Apache Avro Python
Avro is a data serialization and RPC framework for various languages, including Python. It uses JSON for defining data types and protocols and serializes data in a compact binary format. The Python library provides tools for schema parsing, binary encoding/decoding, and working with Avro Data Files. The current version is 1.12.1, with releases typically occurring a few times a year for minor or patch updates.
Warnings
- deprecated The `avro-python3` PyPI package is deprecated. Users should now install and use the `avro` package, which supports both Python 2 (legacy) and Python 3. The `avro-python3` package will be removed in the near future.
- gotcha Installing the `avro` package (intended for Python 3+) in older Python 2 environments or incorrectly expecting Python 2 behavior in Python 3 can lead to `SyntaxError` due to incompatible syntax (e.g., `except Exception, e:`).
- gotcha The official Python Avro library is implemented in pure Python, which can lead to slow performance when processing large volumes of data or complex schemas. This is a common pain point for users.

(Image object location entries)
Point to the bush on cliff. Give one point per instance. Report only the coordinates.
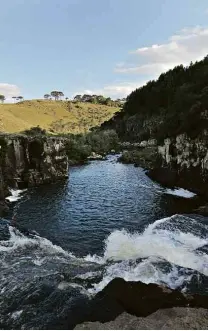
(79, 147)
(35, 131)
(172, 104)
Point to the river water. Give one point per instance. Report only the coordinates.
(71, 238)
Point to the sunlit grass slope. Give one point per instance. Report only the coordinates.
(54, 116)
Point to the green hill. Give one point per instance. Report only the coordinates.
(53, 116)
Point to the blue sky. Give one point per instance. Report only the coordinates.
(96, 46)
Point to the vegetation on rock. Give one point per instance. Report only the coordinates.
(175, 103)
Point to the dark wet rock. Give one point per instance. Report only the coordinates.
(164, 319)
(30, 161)
(138, 299)
(203, 210)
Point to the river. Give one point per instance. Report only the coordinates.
(71, 238)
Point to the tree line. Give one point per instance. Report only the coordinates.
(176, 102)
(17, 98)
(96, 99)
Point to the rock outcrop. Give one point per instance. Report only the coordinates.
(183, 162)
(163, 319)
(140, 300)
(30, 161)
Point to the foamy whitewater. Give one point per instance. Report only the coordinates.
(180, 192)
(133, 256)
(170, 251)
(15, 195)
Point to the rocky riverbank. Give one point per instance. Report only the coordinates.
(30, 161)
(128, 303)
(163, 319)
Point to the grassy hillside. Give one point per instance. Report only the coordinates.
(54, 116)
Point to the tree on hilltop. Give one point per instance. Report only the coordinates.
(46, 96)
(61, 94)
(55, 94)
(2, 98)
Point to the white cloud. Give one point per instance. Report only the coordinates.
(191, 44)
(9, 90)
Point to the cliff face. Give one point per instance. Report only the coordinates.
(183, 161)
(30, 161)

◆ TASK REQUIREMENTS
[A] According to the Apache Avro Python text, which package should users install instead of the deprecated `avro-python3` package?
[B] In the records, from the line with "Point to the dark" through the end of the records, replace "Report" with "Return", leaving everything else unchanged, and give back only those lines.

◆ EXPECTED ANSWERS
[A] The `avro` package.

[B]
Point to the dark wet rock. Give one point per instance. Return only the coordinates.
(164, 319)
(30, 161)
(138, 299)
(203, 210)
Point to the river. Give one point per instance. Return only the coordinates.
(71, 238)
Point to the tree line. Give one point per instance. Return only the coordinates.
(176, 102)
(17, 98)
(96, 99)
Point to the rock outcrop. Give one point per instance. Return only the coordinates.
(183, 162)
(163, 319)
(140, 300)
(30, 161)
Point to the foamy whitewater. Give one point per instance. Return only the coordinates.
(180, 192)
(133, 256)
(170, 251)
(15, 195)
Point to the rocky riverbank. Give one point per instance. Return only the coordinates.
(30, 161)
(128, 303)
(163, 319)
Point to the grassy hillside. Give one point per instance. Return only the coordinates.
(54, 116)
Point to the tree on hilltop. Give one point per instance. Return only the coordinates.
(46, 96)
(61, 94)
(55, 94)
(2, 98)
Point to the white cloud. Give one point per instance. Return only the coordinates.
(191, 44)
(9, 90)
Point to the cliff face. Give one point per instance. Return only the coordinates.
(183, 161)
(30, 161)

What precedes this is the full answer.